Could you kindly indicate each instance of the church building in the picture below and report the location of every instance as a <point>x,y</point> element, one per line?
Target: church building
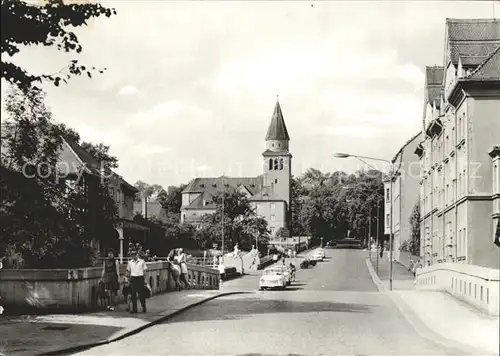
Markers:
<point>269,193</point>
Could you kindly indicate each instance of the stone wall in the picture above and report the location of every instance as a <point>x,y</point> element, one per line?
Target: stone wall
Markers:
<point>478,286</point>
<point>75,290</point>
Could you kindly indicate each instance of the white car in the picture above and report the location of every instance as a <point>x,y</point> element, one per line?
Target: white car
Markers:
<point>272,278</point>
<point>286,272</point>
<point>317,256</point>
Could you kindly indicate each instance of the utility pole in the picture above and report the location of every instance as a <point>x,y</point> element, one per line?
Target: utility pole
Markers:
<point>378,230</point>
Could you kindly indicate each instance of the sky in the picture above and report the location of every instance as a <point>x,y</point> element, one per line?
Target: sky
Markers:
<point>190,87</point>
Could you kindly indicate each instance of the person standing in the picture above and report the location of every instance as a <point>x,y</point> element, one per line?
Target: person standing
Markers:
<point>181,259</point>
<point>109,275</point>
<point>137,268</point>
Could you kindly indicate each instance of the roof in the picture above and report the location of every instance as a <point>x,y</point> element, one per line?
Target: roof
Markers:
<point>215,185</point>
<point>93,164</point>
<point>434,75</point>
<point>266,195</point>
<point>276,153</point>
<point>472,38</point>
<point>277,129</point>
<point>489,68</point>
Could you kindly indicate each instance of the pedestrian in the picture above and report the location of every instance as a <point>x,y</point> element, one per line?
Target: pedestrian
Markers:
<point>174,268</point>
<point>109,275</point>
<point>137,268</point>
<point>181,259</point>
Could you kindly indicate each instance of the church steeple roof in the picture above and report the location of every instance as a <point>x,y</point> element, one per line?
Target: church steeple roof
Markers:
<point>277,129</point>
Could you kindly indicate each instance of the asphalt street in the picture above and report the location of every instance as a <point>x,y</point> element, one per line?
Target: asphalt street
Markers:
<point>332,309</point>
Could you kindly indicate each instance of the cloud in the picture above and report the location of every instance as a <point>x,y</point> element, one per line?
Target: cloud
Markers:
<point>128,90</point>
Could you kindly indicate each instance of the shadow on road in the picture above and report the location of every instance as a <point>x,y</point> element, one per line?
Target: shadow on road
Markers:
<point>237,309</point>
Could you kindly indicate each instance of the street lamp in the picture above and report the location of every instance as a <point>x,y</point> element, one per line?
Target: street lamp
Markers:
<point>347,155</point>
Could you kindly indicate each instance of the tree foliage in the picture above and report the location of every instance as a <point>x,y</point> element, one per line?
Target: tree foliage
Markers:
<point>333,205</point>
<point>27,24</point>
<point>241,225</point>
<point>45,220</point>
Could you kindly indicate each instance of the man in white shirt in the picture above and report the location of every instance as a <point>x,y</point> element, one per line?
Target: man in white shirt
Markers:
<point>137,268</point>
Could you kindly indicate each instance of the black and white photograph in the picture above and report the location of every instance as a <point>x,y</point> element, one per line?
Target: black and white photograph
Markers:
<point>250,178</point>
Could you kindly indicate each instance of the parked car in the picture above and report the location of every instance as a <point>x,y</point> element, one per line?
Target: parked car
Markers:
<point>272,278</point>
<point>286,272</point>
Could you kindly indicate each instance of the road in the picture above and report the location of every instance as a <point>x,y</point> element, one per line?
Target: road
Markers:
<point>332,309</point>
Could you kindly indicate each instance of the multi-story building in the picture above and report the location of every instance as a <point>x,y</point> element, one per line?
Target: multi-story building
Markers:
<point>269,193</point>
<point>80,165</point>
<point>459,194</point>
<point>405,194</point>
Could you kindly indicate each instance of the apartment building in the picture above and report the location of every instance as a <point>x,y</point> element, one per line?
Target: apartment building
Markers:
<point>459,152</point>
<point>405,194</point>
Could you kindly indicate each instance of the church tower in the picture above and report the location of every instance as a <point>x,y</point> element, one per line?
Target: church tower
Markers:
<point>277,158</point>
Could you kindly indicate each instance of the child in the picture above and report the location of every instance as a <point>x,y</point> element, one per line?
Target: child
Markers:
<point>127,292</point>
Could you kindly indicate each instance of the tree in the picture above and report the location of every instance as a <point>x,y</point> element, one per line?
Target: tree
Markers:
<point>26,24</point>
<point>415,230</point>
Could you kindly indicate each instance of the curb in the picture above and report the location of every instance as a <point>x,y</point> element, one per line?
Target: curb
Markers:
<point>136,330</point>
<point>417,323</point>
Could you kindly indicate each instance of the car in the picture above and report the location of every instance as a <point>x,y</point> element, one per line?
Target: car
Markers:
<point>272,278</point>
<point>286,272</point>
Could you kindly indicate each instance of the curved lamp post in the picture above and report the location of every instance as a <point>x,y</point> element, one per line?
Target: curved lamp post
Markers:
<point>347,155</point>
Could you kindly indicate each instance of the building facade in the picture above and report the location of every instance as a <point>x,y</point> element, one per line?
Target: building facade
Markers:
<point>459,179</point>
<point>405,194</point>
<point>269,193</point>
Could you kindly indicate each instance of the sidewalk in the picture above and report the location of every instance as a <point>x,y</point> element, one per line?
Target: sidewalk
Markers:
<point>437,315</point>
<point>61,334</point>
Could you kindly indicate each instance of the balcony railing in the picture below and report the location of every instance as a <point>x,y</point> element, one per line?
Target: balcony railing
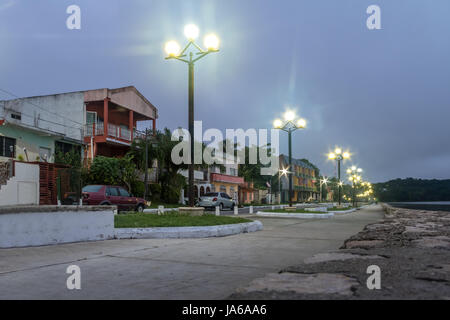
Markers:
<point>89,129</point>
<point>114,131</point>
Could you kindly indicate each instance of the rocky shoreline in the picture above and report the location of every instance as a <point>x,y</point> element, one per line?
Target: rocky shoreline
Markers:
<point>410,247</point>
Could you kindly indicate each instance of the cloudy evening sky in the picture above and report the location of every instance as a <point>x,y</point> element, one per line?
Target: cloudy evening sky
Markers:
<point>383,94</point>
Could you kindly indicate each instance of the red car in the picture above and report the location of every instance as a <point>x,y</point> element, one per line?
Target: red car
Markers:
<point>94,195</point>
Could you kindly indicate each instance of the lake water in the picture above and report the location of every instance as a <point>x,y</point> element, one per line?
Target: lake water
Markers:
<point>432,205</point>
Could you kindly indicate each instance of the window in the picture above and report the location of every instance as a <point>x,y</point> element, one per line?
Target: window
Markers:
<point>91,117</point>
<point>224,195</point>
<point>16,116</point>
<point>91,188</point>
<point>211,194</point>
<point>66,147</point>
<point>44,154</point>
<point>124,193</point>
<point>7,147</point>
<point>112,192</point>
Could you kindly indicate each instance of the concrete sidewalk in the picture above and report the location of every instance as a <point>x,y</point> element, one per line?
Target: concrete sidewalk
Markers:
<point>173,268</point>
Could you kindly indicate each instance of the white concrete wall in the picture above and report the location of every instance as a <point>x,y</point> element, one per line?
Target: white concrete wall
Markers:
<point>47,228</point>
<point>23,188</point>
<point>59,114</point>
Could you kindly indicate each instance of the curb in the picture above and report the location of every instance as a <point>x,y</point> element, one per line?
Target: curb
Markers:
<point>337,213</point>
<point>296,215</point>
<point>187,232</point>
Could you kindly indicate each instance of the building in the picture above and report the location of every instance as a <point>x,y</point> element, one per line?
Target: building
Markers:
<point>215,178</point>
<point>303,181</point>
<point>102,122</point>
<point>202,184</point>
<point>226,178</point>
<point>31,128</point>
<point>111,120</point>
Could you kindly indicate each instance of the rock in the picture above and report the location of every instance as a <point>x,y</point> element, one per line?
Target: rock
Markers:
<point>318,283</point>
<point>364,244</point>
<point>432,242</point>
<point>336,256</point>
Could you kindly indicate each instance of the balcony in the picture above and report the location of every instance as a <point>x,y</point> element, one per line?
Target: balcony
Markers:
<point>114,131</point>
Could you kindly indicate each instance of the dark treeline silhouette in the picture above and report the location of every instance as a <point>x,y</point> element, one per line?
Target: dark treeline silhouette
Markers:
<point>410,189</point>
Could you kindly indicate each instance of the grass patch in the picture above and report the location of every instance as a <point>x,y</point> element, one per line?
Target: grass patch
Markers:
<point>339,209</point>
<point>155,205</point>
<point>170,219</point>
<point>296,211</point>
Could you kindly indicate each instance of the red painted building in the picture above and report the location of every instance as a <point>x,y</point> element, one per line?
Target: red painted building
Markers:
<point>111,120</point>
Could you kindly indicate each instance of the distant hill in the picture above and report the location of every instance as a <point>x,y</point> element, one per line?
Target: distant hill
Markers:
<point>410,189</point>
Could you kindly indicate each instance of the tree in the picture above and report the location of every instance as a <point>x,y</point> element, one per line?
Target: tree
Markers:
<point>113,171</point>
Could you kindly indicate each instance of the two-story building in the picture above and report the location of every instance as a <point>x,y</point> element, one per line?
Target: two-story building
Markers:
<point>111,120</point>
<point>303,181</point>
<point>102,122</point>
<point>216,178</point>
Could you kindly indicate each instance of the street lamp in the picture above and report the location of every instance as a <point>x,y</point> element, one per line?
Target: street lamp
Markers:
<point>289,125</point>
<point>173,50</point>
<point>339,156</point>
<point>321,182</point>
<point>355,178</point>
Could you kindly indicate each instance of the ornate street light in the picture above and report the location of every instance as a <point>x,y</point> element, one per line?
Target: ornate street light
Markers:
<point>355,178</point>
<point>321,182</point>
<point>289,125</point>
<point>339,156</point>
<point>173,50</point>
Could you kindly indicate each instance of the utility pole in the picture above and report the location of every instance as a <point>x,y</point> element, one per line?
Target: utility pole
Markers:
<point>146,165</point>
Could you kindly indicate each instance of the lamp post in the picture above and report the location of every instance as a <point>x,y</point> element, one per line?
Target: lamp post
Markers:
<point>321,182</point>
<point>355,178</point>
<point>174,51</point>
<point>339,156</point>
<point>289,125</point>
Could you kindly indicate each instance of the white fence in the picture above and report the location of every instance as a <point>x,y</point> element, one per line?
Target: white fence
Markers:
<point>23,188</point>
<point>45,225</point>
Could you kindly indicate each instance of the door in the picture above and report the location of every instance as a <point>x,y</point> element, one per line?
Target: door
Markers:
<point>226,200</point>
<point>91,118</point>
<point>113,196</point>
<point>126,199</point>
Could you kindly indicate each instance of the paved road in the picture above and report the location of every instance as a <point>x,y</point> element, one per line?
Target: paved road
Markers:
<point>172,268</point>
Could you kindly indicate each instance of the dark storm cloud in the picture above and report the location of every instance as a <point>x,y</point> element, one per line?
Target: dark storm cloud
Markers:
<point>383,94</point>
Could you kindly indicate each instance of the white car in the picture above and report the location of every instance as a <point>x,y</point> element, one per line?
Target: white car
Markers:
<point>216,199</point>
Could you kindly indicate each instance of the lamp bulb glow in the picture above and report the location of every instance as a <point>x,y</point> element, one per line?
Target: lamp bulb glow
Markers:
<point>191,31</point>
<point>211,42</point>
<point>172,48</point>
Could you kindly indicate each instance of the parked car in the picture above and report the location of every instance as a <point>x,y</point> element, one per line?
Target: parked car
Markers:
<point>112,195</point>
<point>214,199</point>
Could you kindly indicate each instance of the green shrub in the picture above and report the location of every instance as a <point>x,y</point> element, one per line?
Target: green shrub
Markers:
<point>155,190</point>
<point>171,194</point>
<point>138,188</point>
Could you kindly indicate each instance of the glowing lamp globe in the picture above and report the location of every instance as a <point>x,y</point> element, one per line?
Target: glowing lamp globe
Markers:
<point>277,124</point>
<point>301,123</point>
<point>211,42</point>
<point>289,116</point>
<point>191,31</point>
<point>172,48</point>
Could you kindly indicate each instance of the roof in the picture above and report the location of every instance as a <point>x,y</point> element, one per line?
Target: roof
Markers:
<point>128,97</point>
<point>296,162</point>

==============================

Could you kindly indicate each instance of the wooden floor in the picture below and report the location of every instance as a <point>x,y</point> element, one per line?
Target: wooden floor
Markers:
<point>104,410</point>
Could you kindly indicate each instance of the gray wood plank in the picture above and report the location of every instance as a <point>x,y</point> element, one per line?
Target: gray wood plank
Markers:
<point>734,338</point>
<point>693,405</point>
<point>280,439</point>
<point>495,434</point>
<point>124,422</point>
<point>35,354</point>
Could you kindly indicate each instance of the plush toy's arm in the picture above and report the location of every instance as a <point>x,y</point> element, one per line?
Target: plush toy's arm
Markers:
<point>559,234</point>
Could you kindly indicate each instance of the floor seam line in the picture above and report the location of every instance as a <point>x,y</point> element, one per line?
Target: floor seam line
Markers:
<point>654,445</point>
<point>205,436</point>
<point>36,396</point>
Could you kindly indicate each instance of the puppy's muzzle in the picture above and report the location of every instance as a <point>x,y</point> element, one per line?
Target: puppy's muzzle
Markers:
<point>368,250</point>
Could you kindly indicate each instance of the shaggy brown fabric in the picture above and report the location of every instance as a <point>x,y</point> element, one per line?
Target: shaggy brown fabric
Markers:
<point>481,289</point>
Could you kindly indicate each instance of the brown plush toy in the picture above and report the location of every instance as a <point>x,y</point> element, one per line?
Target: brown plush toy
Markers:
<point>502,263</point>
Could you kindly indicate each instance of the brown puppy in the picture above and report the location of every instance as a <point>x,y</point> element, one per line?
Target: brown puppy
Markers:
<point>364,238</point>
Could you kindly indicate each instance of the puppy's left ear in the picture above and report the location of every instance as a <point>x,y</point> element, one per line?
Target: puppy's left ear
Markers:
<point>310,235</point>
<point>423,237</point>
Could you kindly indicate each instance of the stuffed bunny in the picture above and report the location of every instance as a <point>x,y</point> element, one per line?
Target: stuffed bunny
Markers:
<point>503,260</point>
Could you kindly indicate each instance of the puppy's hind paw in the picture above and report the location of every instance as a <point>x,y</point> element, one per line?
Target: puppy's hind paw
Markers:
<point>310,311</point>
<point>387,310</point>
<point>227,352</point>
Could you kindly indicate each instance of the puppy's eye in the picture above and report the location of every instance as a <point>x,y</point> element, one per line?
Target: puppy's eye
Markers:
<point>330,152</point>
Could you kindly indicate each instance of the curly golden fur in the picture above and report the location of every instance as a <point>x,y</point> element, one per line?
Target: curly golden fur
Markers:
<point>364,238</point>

==============================

## Problem statement
Could you duplicate everything from the line containing "Could you kindly indicate each instance of the window" down to the line containing "<point>66,147</point>", keeping both of those lines and changing nothing?

## Answer to this problem
Could you kindly indicate each instance of the window in the picture above and report the location of every instance as a <point>x,y</point> element, one per line?
Target: window
Markers:
<point>91,117</point>
<point>224,195</point>
<point>16,116</point>
<point>91,188</point>
<point>211,194</point>
<point>66,147</point>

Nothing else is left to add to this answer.